### Document segment
I admit that I am powerless over my addiction. I will surrender to win.
Help for addicts begins only when we are able to admit complete defeat.
Basic Text, p. 22
Hello and God Bless You.
First let me start off by apologizing due to some technical difficulties with my blog host yesterdays blog got deleted. I wish I had a back up but unfortunately I do not.
I have been sharing in my group this past week how I have been cheating myself out of my recovery by not giving my all. 2010 was my first time taking getting clean seriously and I now realize that I wasn’t as serious about it as I would have everyone think. I say that because I have been half stepping and not putting my recovery first. Then when I relapsed (3 X) I blamed everybody and everything except myself. I have come to the realization that my addiction had me thinking that I was doing what was necessary. When in fact I was picking and choosing what to be Honest, Open minded and Willing about. I was fronting and didn’t recognize the baffling, cunning bastard we all know as addiction was still very active even though I was not using. YET. Eventuality addiction got me back. Like I mentioned. 3 relapses.

### Data provided
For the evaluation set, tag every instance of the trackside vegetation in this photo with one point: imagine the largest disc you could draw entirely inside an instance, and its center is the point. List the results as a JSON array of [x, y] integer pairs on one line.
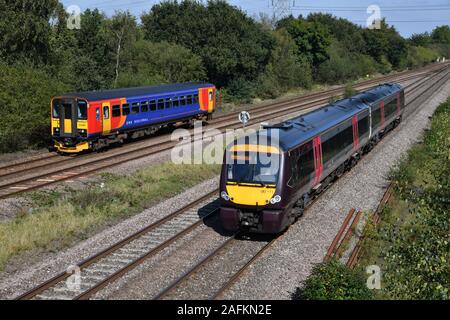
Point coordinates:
[[59, 218], [334, 281], [247, 58], [412, 243]]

### Problems
(a) In the recovery blog post, how many times does the writer say they relapsed?
(b) Continue the recovery blog post from its final sentence.

### Expected responses
(a) Three times.

(b)
Having had a Spiritual Awakening and trusting my HP/God. I have come to realize this and have been working extra hard to not let that happen again. As with all mistakes you can either learn from them or continue to bump your big head. I choose to learn from my mistake, correct it, grow and move on.
I have faith that God will help me through the good and the bad times and I am willing to turn it over to God for that is his will. I have totally surrendered. I have no control over anything that happens to me only have control over how I respond to the things that happen. Today I choose to take a step back. Think and pray. I will not react and then regret. I am becoming more honest with everyday that passes. I am growing and getting to know myself like never before. God is Great and through him everything is possible. I am so grateful that I am becoming more spiritual. I feel like a weight has been lifted off my shoulders. I can only say that is due to the grace of God.
Thank you for reading today’s blog post.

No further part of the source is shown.